(Pointing dataset records)
***

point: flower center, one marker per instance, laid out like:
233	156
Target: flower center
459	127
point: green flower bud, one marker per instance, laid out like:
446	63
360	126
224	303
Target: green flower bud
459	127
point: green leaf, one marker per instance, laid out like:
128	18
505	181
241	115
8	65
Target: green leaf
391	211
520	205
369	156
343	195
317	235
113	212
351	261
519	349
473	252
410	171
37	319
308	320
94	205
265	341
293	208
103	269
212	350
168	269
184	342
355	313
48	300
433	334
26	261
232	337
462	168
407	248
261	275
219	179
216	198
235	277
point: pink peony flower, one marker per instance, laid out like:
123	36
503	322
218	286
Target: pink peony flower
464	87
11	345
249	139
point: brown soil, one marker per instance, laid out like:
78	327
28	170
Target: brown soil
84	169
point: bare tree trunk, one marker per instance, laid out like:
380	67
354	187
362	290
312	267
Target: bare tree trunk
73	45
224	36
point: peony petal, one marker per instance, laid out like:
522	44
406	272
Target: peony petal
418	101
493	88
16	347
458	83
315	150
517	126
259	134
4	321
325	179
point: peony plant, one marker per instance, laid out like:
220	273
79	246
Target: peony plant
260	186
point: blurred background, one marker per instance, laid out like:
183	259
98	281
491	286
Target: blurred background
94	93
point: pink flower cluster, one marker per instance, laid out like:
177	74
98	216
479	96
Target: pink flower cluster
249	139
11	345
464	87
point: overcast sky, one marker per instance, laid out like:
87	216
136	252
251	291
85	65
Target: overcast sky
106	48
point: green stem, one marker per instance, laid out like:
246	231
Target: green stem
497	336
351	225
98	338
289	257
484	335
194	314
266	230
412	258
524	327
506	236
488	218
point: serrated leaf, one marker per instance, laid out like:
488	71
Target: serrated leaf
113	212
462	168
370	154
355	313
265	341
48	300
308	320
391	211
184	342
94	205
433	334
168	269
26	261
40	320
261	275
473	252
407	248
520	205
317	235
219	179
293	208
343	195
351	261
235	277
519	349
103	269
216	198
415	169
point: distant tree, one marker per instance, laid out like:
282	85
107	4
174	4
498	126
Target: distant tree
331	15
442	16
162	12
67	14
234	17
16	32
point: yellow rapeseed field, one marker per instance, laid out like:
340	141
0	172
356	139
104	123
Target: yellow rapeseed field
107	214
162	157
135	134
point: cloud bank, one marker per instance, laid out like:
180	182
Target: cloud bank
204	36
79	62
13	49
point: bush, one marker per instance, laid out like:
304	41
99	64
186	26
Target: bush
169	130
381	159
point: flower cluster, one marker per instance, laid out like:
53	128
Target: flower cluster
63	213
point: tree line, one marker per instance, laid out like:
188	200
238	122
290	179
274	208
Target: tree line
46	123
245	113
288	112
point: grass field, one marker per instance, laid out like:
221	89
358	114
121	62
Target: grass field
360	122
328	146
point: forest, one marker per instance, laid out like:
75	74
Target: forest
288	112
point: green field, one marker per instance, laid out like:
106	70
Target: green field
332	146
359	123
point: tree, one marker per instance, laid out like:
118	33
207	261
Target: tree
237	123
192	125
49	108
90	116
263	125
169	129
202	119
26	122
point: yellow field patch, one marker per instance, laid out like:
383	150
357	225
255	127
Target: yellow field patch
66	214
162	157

***

» **GOAL OF THE EXERCISE**:
Please quote all of the lines above word for word.

» **ANSWER TO THIS EXERCISE**:
point: flower center, one marker per instance, laid out like:
233	156
Target: flower center
459	127
point: green flower bud, one marker per instance, laid out like:
446	63
360	126
224	303
Target: green flower bud
459	127
point: green leaf, one marker per instance, laid out like:
128	18
505	181
241	115
8	65
Target: green leaf
391	211
520	205
369	156
343	195
317	235
113	212
351	261
519	349
473	252
410	171
37	319
308	320
94	205
265	341
293	208
103	269
212	350
168	269
184	342
355	313
48	300
433	334
26	261
232	337
462	168
407	248
261	275
219	179
216	198
235	277
point: pink peony flower, one marker per instance, laid out like:
123	36
503	322
218	286
Target: pink peony flower
464	87
11	345
249	139
point: brown soil, one marker per instance, laid out like:
78	327
28	170
Target: brown soil
84	169
point: bare tree trunk, one marker per instance, laid out like:
380	67
354	187
362	290
312	267
Target: bare tree trunk
73	45
224	36
point: peony petal, one marker per instance, laid out like:
522	44
406	272
Target: peony petal
418	101
493	88
16	347
458	83
315	150
517	126
259	134
4	321
325	179
point: peony plant, one marker per instance, laid out like:
220	273
79	246
Target: peony plant
260	186
point: blurred background, one marker per instance, laid out like:
183	259
98	281
491	286
Target: blurred background
94	93
point: pink flower cluster, one marker per instance, laid out like:
177	74
98	216
479	96
Target: pink flower cluster
249	139
11	345
464	87
point: overcast sky, one marker per instance, laid out like:
87	216
136	252
251	291
85	65
Target: overcast sky
106	48
point: green stem, one marker per instance, laid out like:
246	231
Target: green stem
497	336
351	225
98	338
289	257
484	335
194	314
266	230
412	258
524	327
506	236
488	218
point: serrated leaf, one marker per instance, laid out like:
488	71
Target: serrated leaf
113	212
462	168
370	154
355	313
265	341
48	300
308	320
391	211
184	342
94	205
433	334
168	269
26	261
40	320
261	275
473	252
407	248
520	205
317	235
219	179
293	208
343	195
351	261
235	277
519	349
103	269
216	198
415	169
point: distant tree, one marker per instance, laid out like:
282	85
107	4
174	4
498	126
Target: distant tree
331	15
442	16
162	12
67	14
234	17
16	32
point: yellow rapeseed field, one marker per instance, laid out like:
340	141
0	172
356	139
104	123
Target: yellow rapeseed field
107	214
162	157
135	134
point: cloud bank, one marker per instance, laid out like:
180	182
Target: cloud bank
204	36
79	62
13	49
point: bush, one marker per instance, laid out like:
304	41
99	64
186	26
Target: bush
169	130
381	159
point: flower cluster, one marker per instance, laid out like:
53	128
Target: flower cluster
63	213
point: tree line, one marker per instance, laid out like:
188	200
238	122
290	179
274	208
Target: tree line
46	123
245	113
288	112
point: grass field, one marker per instance, laid out like:
221	89
358	114
121	62
Target: grass field
360	122
328	146
point: forest, one marker per instance, laid out like:
75	74
Target: forest
288	112
point: green field, one marker per instance, laid out like:
106	70
Target: green field
332	146
359	123
point: tree, one marker per instance, laid out like:
118	33
207	261
Target: tree
237	123
192	125
49	108
90	116
263	125
169	129
202	119
26	122
point: yellow field patch, one marker per instance, laid out like:
383	150
357	225
255	127
Target: yellow field patch
66	214
162	157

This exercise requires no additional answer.